### TEXT EXTRACT
BEGIN

Re: Spark 0.8.0: bits need to come from ASF infrastructure

2013-09-26 Thread Andy Konwinski
Thanks Roman and Chris,

I see here http://www.apache.org/dev/release.html#mirroring that "Project
download pages must link to the mirrors" but I don't see anything about
ordering.

I'm definitely +1 for including a link to the apache mirrors as required
and providing the Cloudfront link first since this seems to satisfy the
apache requirements and provide a better experience for users.

Patrick. Thanks again for all your hard work on this release and for
pushing back on parts of the Apache process as you go. That's how
do-ocracies stay healthy and evolve.
On Sep 26, 2013 7:23 PM, "Mattmann, Chris A (398J)" <
chris.a.mattm...@jpl.nasa.gov> wrote:

> Hi Patrick will reply in more detail later but please know that linking to
> the apache download page is not a request it's a requirement. I will
> explain more in a bit.

END

### DATA SECTION
BEGIN

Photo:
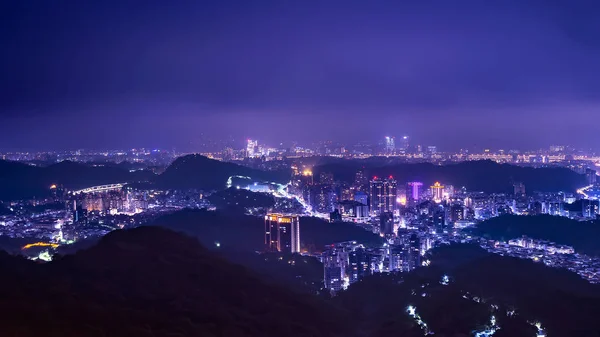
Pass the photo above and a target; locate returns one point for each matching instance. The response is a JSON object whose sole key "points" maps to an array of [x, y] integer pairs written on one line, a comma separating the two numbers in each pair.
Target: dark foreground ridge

END

### TO-DO LIST
• 1. Please output the passage of the Spark 0.8.0 thread that begins at the words "2013-09-26 Thread Andy" and stops after the words "experience for users.".
• 2. Answer these from the Spark 0.8.0 thread, one line each:
(a) According to the ASF release page cited, what must project download pages do?
(b) Which link does Andy Konwinski want provided first?
(c) In the quoted message, what does Mattmann call linking to the apache download page instead of a request?
• 3. Carry the Spark 0.8.0 thread on from its final line.
The listing has no connection to the Spark 0.8.0 thread.

### ANSWERS FOR THIS EXERCISE
• 1.
2013-09-26 Thread Andy Konwinski
Thanks Roman and Chris,

I see here http://www.apache.org/dev/release.html#mirroring that "Project
download pages must link to the mirrors" but I don't see anything about
ordering.

I'm definitely +1 for including a link to the apache mirrors as required
and providing the Cloudfront link first since this seems to satisfy the
apache requirements and provide a better experience for users.

• 2.
(a) Link to the mirrors.
(b) The Cloudfront link.
(c) A requirement.

• 3.
>
> Cheers,
> Chris
>
> Sent from my iPhone
>
> On Sep 26, 2013, at 8:09 PM, "Patrick Wendell"  wrote:
>
> > Chris et al,
> >
> > I'm -1 on this because it has many negative consequences for our
> existing users:
> >
> > 1. Users who do automated downloads based on our posted URL's (of
> > which we get many thousands each release) will no longer work. Now if
> > they do "wget XXX" with our posted link, it will fail in a weird way
> > to due to the redirect page. Is there a version of the closer.cgi
> > script which just performs 302 redirects instead of asking me to click
> > on a link?
> >
> > 2. All other users have to click through an additional page to
> > download the software.
> >
> > 3. Amazon Cloudfront is, as a whole, much more reliable and higher
> > bandwidth than the mirror network.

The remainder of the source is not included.